_Belge metni_
#####

4 Ağustos 2013 günü İTÜ Arena Stadyumu Roger Waters’ın The Wall Live şovu ile tıklım tıklım doluydu. Yaklaşık 40.000 kişinin izlediği şov senelerdir efsanesini dinlediğimiz, kayıtlardan izlediğimiz Pink Floyd’un en ses getiren 1979 tarihli The Wall albümünün konserinin bir reprodüksiyonuydu.

The Wall bir konser olmanın ötesinde müziği, teatralliği, dansı, görüntü ışık ve efekt kullanımlarını bir araya getiren bir gösteri! Albüm 1979 yılında 2 CD halinde yayımlanmış. Şarkılar Roger Waters’ın çocukluk ve ilk gençlik yıllarında biriktirdiği korkuları, yalnızlığı, kendi iç hesaplaşmalarını anlatan bir konsept albümde toplanmış. Sanatçının 2. Dünya Savaşı’nda kaybettiği babasına dair anılar bu albümün oluşmasında sanatçıya oldukça etkisi olmuş.

Waters’in içini döktüğü bu albüm anti-militaristliğiyle, iktidara, diktatörlüğe, eğitim sistemine yaptığı eleştirileriyle ve metaforik anlamdaki duvarıyla müzik tarihinde bir kült olma özelliğinde. “Fear builds walls”[[dipnot1]] sloganı ve “All in all it’s just another brick in the wall”[[dipnot2]] şarkısı ile 80’lerden günümüze kadar popülerliğini koruyarak gelebilmiş nadir albümlerden biri The Wall.

İlk olarak 7 Şubat 1980 tarihinde başlayan The Wall konserleri popüler müzik piyasası içinde alternatiflik bağlamında köşe taşlarından birini oluşturuyor. 1985’te grubun dağılması sebebiyle artık The Wall konserleri yapılmıyor, ancak 9 Kasım 1989’da yıkılan Berlin Duvarı’nın ardından Roger Waters 1990’da bir zamanlar Berlin Duvarı’nın bulunduğu bölgenin bir bölümüne kurulan sahne ile ilk “The Wall Live” konserini veriyor. İktidar savaşları ile yıllarca birbirini görememiş kardeşlerin, eşlerin, ailelerin dinleyici olarak bulunduğu bu konserin anlamı dinleyici için gerçekten çok büyük olsa gerek! Sonrasında uzun süre verilmeyen bu konser 2000 yılından itibaren yeniden sahnelenmeye başlıyor.

The Wall’ın anlamı üzerinde kitaplar dolusu analiz yapılmış elbet. Ben bu yazıda bu konseri 2013’ün Türkiye’sinde izlemenin anlamına değinmek istiyorum.

#####

_Veri kümesi kesiti_
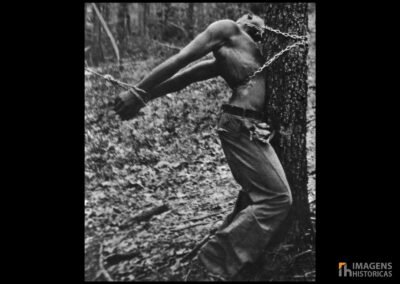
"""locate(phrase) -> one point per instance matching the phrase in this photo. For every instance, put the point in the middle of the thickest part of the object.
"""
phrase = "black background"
(356, 139)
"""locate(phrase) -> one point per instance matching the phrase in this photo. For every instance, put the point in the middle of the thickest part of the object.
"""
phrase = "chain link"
(126, 86)
(303, 40)
(293, 36)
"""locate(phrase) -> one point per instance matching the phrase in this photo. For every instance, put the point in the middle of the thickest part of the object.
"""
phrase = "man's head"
(252, 24)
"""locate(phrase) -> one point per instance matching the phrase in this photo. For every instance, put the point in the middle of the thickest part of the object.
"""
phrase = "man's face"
(247, 23)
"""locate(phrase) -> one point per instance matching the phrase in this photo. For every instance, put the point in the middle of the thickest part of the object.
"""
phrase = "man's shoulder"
(223, 28)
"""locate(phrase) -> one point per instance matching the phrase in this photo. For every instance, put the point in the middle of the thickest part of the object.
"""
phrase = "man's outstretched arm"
(215, 36)
(198, 72)
(201, 71)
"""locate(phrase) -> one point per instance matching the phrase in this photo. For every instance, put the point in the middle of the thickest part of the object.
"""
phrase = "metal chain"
(126, 86)
(293, 36)
(273, 58)
(303, 41)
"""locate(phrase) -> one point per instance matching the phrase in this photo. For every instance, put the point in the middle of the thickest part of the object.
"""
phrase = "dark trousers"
(263, 201)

#####

_Gereksinim 1_
Aşağıdaki ifadelerin The Wall konseri metniyle uyuşup uyuşmadığını belirtin. Her ifade için evet ya da hayır deyin ve metindeki belirleyici sözleri aynen alıntılayın.
(a) İTÜ Arena Stadyumu'ndaki şovu yaklaşık 40.000 kişi izlemiştir.
(b) The Wall albümü 1980 yılında yayımlanmıştır.
(c) Roger Waters ilk "The Wall Live" konserini 1990'da vermiştir.
_Gereksinim 2_
The Wall konseri metnini kaldığı yerden sürdürün.

_Doğru yanıt 1_
(a) Evet: "Yaklaşık 40.000 kişinin izlediği şov"
(b) Hayır: "Albüm 1979 yılında 2 CD halinde yayımlanmış."
(c) Evet: "Roger Waters 1990’da bir zamanlar Berlin Duvarı’nın bulunduğu bölgenin bir bölümüne kurulan sahne ile ilk “The Wall Live” konserini veriyor"

_Doğru yanıt 2_
Türkiye’de Mayıs 2013’te “Üç beş ağaç”la başlayan Gezi olaylarının yankısı halen devam ederken izledik bu gösteriyi. Sokaklarda yan yana 2 kişinin bir arada durmasının bile polislerin biber gazı sıkması, insanlara şiddet uygulaması için meşru sayıldığı, kafa travması geçiren ve gözünü kaybedenlerin olduğu, binlerle ifade edilen sayılarda insanların yaralandığı, halen komada olanların olduğu ve kaybettiğimiz 6 kişinin acısının hala taze olduğu yaklaşık 2 aylık bir sürenin hemen ardından… Dolayısıyla, bu gösterinin bence Türkiyeli seyirci için anlamı diğer ülkedeki seyircilerinkinden çok daha farklıydı.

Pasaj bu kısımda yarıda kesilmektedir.